Return, unchanged, the rows from the line containing "Could you kindly pick out the mossy" through the final row.

- **Source records**
>>>
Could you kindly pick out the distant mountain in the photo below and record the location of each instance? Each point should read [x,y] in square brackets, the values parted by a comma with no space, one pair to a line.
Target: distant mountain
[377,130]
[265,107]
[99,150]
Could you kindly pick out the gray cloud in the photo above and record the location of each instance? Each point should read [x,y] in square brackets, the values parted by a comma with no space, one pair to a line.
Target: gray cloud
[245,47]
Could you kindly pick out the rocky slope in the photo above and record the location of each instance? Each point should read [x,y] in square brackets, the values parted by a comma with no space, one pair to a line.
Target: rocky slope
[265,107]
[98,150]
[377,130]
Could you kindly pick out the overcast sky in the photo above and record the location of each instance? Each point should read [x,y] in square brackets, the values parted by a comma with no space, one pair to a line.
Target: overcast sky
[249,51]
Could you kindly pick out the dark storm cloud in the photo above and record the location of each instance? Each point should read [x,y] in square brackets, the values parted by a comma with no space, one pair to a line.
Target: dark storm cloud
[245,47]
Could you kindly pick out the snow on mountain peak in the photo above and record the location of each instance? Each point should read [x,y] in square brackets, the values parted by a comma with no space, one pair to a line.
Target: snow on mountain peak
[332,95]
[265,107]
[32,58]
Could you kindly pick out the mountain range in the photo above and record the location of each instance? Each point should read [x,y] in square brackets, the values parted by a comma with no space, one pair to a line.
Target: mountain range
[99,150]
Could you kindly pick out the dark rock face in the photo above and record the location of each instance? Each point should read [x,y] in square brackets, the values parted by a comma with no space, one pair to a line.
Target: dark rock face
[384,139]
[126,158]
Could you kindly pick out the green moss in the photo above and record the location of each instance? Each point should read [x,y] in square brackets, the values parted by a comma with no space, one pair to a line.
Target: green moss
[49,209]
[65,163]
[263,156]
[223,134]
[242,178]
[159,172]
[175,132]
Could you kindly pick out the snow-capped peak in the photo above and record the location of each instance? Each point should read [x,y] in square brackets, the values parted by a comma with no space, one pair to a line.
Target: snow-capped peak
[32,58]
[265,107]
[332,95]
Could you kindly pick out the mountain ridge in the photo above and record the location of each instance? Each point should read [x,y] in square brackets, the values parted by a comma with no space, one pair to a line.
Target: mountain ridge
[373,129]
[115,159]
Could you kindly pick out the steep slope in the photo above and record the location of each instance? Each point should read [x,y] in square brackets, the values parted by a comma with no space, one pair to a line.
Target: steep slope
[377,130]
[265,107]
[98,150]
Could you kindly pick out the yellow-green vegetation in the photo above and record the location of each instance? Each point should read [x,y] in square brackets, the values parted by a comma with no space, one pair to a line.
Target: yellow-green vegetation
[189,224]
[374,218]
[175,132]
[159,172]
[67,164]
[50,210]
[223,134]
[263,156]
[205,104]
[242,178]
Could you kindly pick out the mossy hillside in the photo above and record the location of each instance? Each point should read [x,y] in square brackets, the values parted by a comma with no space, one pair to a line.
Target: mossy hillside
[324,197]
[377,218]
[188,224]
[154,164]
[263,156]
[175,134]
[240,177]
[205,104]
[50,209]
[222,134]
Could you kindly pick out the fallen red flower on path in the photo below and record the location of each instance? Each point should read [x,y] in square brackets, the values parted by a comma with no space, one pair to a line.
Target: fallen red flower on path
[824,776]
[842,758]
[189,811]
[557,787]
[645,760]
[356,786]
<<<
- **Solution for this task**
Could you kindly pick out the mossy hillside in the photo above and record the location of each instance? Each point should read [x,y] in square brackets, the values parted by a comma with no space, one pair to a line.
Target: mossy hillside
[324,197]
[377,218]
[188,224]
[154,164]
[263,156]
[175,134]
[240,177]
[205,104]
[50,209]
[222,134]
Could you kindly pick out the fallen red flower on path in the photo below and record the location of each instance? Each point should read [x,y] in square brackets, the values parted by a comma with no space, one pair to a line.
Target: fallen red flower on path
[824,776]
[842,758]
[189,811]
[557,787]
[645,760]
[356,786]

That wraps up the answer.